» **Problem details**
Continue the album reviews below, picking up right after their last sentence.

» **Document segment**
---

Trucks's only liability is his taste in blues material. He has an annoying tendency for interpreting stale blues standards like Bobby Bland's "Ain't That Lovin' You" and Sonny Boy Williamson's "Good Morning Little School Girl." That complaint aside, "Out of the Madness" is an astoundingly seasoned work that draws favorable comparisons to Jeff Beck's "Blow by Blow" and Santana's "Caravanserai." At this rate, Trucks will have created his masterpiece by the time he's served his first legal beer.
-- Bruce Britt
(In the Red)
Easily one of the hardest working men in the rock-and-roll underground, ex-Gories guitarist/vocalist Mick Collins has spent the late Nineties letting loose a flood of projects under a variety of names. There have been albums, EPs, and singles by Blacktop, King Sound Quartet, and the Dirtbombs, as well as one-off collaborations with Andre Williams and Lorette Velvette. Horndog Fest, the debut longplayer by the Dirtbombs, cements the garage-rock primitivist's position as a postpunk genius of groove, noise, and sleazy, lecherous vocals. It may also be the best piece of music Collins has released since the Gories called it quits in 1992.

---

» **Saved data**
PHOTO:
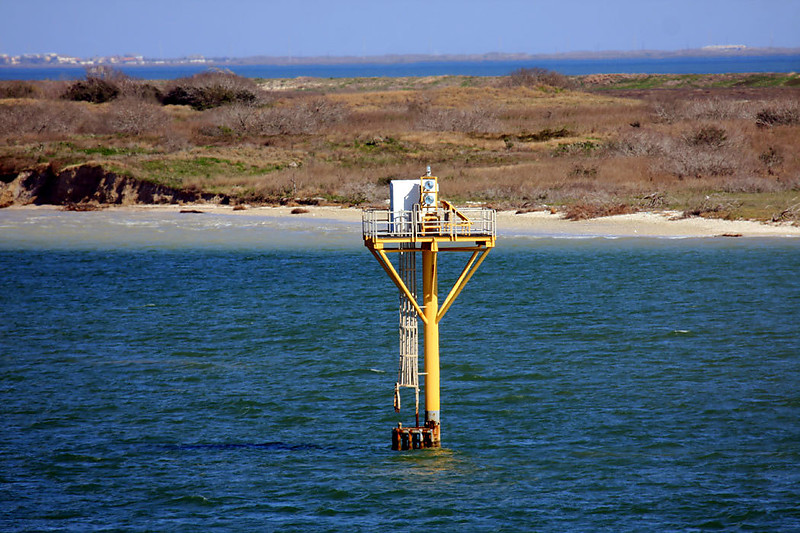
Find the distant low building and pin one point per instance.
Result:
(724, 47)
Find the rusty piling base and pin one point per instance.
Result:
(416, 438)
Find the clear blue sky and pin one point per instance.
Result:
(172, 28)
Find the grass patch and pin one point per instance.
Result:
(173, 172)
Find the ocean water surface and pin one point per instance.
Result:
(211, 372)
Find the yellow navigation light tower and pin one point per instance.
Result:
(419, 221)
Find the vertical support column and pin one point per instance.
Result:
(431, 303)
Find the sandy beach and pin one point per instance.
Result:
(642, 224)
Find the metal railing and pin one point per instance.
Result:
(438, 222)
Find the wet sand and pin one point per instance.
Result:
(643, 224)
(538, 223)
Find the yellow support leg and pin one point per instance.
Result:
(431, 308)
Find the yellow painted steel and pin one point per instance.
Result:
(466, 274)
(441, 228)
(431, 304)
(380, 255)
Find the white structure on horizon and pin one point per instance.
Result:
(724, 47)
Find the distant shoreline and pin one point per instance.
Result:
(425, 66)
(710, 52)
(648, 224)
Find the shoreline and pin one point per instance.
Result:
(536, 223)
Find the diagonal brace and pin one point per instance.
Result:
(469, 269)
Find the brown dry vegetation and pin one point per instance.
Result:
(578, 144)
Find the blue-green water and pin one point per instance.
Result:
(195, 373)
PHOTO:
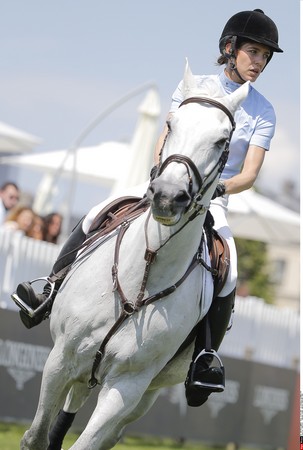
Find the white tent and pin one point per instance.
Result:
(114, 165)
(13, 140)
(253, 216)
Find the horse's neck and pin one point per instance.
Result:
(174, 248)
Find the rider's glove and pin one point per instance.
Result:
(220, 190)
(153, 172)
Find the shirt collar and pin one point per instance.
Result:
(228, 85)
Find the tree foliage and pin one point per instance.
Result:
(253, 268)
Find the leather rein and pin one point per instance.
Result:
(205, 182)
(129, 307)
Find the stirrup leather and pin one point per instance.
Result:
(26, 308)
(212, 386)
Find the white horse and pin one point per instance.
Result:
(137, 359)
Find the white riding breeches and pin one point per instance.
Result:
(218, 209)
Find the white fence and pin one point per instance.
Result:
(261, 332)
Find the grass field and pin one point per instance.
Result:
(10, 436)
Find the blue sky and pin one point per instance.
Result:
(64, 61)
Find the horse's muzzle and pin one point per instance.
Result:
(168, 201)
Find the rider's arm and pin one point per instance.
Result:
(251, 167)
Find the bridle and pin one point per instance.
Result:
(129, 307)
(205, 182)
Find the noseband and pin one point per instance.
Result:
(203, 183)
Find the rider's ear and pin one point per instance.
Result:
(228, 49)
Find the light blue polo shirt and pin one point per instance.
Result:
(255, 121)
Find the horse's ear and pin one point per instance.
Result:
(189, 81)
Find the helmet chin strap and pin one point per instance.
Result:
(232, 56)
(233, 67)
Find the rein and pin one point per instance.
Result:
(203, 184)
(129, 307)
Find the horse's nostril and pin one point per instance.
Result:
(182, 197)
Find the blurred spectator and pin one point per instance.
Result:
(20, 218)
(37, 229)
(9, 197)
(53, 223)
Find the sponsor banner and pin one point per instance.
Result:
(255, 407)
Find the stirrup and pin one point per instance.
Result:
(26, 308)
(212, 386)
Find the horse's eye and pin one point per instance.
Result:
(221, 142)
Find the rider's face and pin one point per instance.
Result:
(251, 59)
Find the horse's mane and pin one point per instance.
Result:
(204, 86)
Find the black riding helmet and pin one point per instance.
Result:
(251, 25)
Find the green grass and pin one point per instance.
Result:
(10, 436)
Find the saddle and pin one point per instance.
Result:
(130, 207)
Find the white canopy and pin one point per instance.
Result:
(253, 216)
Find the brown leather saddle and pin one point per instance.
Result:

---

» **Result**
Ambling from the distorted, white-noise scree of "Vixens in Space" and "She Blinded Me with Playtex" to the relentless pound of "I Can't Stop Thinking about It," Collins hasn't strayed from his old band's minimalist attack so much as refined it. "Pheremone Smile" shimmies to an artfully complex groove that the bassless Gories could never have pulled off (and it's no wonder -- the 'bombs includes two pairs of drummers and bassists), and the avant-garde splatter of the band's frenzied experimental blasts ventures into terrain seldom navigated by garage-rock traditionalists. (In the Red, 2627 E. Strong Place, Anaheim, CA 92806-5020)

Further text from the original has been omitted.